Point annotations for photos:
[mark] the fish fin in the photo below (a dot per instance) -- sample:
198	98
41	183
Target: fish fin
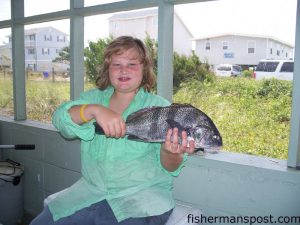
140	112
134	138
173	124
98	129
183	105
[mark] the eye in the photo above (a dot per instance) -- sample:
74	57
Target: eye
115	65
132	65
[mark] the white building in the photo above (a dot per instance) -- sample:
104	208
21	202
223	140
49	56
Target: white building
141	23
42	45
241	49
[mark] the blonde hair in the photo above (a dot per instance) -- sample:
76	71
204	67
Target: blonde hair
118	46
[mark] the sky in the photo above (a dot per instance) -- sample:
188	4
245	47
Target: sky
275	18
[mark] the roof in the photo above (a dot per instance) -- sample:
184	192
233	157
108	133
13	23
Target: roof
134	14
142	14
244	35
41	29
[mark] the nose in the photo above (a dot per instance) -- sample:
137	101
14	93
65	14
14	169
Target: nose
124	69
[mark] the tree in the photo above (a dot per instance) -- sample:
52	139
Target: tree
64	55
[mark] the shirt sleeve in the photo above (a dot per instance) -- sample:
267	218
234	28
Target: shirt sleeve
63	122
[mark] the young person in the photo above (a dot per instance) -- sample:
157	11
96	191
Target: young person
123	181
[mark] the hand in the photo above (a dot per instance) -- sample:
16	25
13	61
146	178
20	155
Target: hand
111	122
172	143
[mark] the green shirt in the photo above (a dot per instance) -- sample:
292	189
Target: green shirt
128	174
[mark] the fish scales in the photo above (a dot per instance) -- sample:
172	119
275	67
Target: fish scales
151	125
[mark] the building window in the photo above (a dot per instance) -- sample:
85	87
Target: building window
48	37
31	51
278	53
225	45
251	47
45	51
32	37
61	38
207	46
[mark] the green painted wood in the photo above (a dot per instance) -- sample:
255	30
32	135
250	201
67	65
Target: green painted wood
294	144
76	50
18	61
165	50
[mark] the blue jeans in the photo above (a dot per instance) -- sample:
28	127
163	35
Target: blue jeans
97	214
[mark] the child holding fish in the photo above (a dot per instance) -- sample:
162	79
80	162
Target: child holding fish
123	181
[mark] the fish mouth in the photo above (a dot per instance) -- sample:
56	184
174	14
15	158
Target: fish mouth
209	149
215	149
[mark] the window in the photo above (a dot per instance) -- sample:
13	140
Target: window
47	37
5	10
45	51
36	7
42	98
31	51
61	38
267	66
225	45
207	46
32	37
251	47
6	74
287	67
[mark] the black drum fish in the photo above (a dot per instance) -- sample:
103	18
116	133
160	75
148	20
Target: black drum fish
151	125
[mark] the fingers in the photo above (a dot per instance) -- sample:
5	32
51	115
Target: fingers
115	129
173	139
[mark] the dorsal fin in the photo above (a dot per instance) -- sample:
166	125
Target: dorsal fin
140	112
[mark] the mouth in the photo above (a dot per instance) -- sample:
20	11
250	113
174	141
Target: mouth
124	79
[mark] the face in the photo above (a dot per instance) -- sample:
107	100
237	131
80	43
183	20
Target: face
126	71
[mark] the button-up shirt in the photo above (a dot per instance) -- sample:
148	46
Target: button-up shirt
128	174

Problem to solve | Retype the records word for word, from the line containing "[mark] the shirt" through the end of the records.

Answer |
[mark] the shirt sleeve in the photo above (a dot per instance) -- sample:
267	218
234	28
Target: shirt sleeve
63	122
[mark] the young person in the photo above (a dot per instance) -- sample:
157	11
96	191
Target: young person
123	181
[mark] the hand in the photo above (a dot per instance) -- sample:
16	25
13	61
146	178
20	155
Target: hand
111	122
172	143
[mark] the green shirt in the photo above (a dot per instance) -- sample:
292	189
Target: green shirt
128	174
[mark] the fish scales in the photo above (a dot per instance) -- sample:
172	119
275	67
Target: fish scales
151	125
[mark] the building window in the photo above (a dot per instance) -- sample:
85	87
Target: building window
48	37
31	51
278	53
225	45
251	47
45	51
32	37
61	38
207	46
[mark] the green painted wood in the photo above (a dot per instance) -- sample:
255	30
32	135
250	201
67	65
Target: green painted wood
294	144
76	50
18	61
165	50
[mark] the blue jeans in the photo above (a dot per instance) -- sample:
28	127
163	35
Target: blue jeans
97	214
[mark] the child holding fish in the photo above (a dot per instance) -- sample:
162	79
80	162
Target: child holding fish
123	181
[mark] the fish mouth in the photo above (a dot per instance) -- sample:
56	184
174	14
15	158
Target: fish mouth
209	149
215	149
[mark] the window in the photo above (a dot per instance) -- sample:
13	140
Target: window
47	37
5	10
45	51
36	7
42	98
31	51
61	38
267	66
225	45
207	46
32	37
251	47
6	74
287	67
[mark] the black drum fish in the photo above (a dot per instance) -- sample:
103	18
116	133
160	75
148	20
Target: black drum fish
151	125
[mark] the fingers in the photo above (a dot per instance) -- sample:
5	32
51	115
Target: fingers
115	129
173	139
[mark] the dorsal fin in the photo above (a dot per instance) -- sample:
166	125
Target: dorsal fin
140	112
[mark] the mouth in the photo above (a dot per instance) -- sample:
20	11
250	113
174	141
Target: mouth
124	79
[mark] the face in the photo above (a dot per instance) -- sample:
107	100
237	131
80	43
183	20
Target: face
126	71
[mark] the button-up shirt in the photo above (a dot per instance) -- sample:
148	46
Target: button-up shirt
128	174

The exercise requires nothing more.